Work required =>
Change "light blue shirt" to "gray jacket" in the stretch from the line containing "Tag one point on each instance of the light" through the end of the lines, keeping everything else the same. Give only that stretch.

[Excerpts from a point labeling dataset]
********************

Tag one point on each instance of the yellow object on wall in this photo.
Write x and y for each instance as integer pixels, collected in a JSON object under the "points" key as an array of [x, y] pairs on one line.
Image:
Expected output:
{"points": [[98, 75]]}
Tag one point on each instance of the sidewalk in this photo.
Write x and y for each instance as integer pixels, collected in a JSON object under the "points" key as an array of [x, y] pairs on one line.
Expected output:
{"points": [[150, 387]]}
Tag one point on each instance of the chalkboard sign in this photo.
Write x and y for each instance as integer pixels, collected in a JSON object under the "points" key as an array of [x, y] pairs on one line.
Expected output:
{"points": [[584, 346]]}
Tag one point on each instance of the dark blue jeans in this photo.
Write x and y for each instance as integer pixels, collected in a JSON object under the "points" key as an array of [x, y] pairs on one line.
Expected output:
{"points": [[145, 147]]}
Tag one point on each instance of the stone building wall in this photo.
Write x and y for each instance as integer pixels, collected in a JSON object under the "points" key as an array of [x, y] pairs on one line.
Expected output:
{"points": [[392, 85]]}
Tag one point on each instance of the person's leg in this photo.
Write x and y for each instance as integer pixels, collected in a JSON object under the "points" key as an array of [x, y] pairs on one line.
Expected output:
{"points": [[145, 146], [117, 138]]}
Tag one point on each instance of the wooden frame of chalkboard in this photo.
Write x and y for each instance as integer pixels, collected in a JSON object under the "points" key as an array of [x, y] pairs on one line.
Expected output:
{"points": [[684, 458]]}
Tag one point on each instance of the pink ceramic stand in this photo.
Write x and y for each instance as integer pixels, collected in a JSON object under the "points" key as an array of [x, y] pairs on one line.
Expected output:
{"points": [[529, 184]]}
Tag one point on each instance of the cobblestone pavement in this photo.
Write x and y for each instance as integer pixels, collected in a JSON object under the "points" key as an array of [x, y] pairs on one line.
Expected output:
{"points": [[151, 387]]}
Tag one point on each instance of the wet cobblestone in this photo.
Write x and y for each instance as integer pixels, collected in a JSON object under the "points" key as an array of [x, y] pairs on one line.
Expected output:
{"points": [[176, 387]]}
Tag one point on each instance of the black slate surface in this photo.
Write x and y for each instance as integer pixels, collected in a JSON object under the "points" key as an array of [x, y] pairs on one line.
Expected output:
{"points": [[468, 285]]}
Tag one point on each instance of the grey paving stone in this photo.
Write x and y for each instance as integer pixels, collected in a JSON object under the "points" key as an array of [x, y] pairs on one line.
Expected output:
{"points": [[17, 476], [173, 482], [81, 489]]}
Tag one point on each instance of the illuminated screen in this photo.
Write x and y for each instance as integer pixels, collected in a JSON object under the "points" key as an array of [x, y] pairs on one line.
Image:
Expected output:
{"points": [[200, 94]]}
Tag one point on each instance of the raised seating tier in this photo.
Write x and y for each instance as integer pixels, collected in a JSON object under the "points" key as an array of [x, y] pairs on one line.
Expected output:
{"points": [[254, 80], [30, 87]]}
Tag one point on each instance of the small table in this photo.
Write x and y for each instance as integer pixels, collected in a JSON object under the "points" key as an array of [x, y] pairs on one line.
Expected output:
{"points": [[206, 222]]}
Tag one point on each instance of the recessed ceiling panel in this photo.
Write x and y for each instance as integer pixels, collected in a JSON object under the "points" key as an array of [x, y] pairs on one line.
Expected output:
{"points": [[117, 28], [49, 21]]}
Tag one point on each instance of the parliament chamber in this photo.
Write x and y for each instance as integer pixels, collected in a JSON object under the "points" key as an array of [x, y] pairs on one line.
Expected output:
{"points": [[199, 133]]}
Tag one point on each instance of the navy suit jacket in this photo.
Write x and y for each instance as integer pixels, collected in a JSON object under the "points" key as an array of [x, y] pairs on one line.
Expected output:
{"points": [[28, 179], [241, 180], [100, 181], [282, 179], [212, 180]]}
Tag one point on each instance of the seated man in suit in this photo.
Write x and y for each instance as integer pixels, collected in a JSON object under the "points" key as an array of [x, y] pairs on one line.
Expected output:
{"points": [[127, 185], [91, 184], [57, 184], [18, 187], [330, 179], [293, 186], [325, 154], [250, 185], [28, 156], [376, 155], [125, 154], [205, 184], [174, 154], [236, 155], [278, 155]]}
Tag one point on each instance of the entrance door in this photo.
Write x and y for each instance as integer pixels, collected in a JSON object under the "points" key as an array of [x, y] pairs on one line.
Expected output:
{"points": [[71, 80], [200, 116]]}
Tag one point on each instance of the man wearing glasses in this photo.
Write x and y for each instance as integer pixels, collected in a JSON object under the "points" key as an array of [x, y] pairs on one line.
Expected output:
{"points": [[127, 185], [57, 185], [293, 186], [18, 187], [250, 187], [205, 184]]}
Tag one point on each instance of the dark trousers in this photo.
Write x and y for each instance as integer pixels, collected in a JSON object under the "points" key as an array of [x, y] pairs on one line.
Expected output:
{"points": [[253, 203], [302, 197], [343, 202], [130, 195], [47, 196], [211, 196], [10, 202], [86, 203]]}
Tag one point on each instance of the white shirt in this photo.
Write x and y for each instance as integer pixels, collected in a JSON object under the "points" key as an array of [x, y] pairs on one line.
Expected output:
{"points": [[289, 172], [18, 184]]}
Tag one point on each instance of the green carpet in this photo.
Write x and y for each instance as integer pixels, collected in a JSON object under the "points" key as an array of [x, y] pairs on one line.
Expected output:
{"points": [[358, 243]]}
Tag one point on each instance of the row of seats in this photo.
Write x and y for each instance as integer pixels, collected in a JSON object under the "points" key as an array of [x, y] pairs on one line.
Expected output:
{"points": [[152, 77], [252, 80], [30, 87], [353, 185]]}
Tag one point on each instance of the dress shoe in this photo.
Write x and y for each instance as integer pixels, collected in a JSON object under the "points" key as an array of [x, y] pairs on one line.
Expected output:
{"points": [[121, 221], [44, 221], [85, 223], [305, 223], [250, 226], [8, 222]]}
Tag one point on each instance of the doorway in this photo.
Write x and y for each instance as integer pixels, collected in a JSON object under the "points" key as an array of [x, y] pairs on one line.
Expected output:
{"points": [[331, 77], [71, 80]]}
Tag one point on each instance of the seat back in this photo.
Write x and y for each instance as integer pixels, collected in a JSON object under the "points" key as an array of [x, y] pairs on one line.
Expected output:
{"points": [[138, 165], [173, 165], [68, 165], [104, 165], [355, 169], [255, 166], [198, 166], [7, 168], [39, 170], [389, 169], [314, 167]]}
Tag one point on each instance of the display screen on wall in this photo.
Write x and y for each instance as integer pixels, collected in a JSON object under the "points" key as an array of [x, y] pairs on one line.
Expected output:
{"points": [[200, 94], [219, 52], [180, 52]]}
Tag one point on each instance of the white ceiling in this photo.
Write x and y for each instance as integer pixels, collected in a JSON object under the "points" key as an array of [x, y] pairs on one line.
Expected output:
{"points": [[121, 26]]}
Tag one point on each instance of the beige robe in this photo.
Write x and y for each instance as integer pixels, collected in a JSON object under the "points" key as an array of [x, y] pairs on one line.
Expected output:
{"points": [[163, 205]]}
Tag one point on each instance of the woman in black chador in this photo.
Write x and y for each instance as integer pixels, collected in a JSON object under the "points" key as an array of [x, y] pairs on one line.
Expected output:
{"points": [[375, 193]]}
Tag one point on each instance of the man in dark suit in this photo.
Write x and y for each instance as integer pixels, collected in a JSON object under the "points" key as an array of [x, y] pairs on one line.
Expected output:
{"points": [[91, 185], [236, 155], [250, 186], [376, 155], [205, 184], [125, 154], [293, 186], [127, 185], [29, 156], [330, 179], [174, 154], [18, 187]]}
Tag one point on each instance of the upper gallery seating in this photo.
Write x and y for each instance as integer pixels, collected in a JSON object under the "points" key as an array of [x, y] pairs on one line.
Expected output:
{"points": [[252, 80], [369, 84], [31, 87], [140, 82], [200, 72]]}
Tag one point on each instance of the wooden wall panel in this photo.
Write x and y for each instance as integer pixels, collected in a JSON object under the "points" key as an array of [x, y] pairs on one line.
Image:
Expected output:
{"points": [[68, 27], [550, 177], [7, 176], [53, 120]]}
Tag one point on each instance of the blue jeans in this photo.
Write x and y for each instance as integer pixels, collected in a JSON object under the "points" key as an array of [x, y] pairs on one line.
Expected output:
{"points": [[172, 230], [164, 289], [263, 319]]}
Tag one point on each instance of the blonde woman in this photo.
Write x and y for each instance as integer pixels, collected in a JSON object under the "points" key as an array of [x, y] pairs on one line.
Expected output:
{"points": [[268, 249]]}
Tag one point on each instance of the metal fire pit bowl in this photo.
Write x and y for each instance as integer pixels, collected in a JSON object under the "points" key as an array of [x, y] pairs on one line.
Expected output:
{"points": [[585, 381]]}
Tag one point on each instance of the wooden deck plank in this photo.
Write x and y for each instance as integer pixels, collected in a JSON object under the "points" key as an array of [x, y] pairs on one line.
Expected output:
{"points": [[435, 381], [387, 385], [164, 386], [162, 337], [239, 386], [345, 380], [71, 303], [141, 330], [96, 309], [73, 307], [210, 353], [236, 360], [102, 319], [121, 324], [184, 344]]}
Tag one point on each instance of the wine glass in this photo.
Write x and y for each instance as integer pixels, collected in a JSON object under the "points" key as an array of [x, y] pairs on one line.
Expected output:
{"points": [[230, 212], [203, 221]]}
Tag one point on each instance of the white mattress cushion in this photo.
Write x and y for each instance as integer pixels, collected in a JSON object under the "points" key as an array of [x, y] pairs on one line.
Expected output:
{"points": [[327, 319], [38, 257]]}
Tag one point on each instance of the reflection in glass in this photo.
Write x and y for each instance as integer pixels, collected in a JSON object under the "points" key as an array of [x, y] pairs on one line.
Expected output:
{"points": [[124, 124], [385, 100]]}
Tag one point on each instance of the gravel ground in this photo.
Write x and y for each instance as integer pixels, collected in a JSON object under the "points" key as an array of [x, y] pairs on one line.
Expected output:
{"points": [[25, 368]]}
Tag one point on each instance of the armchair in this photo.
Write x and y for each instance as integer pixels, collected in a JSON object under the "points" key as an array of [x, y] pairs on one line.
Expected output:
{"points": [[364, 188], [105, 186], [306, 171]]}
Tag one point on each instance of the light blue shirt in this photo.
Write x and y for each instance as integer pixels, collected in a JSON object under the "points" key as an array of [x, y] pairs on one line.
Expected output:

********************

Final answer =>
Tag one point on each instance of the gray jacket in this photo.
Write x and y for each instance as integer pixels, collected in a JSON object under the "points" key as an array of [x, y] pairs on one line.
Expected output:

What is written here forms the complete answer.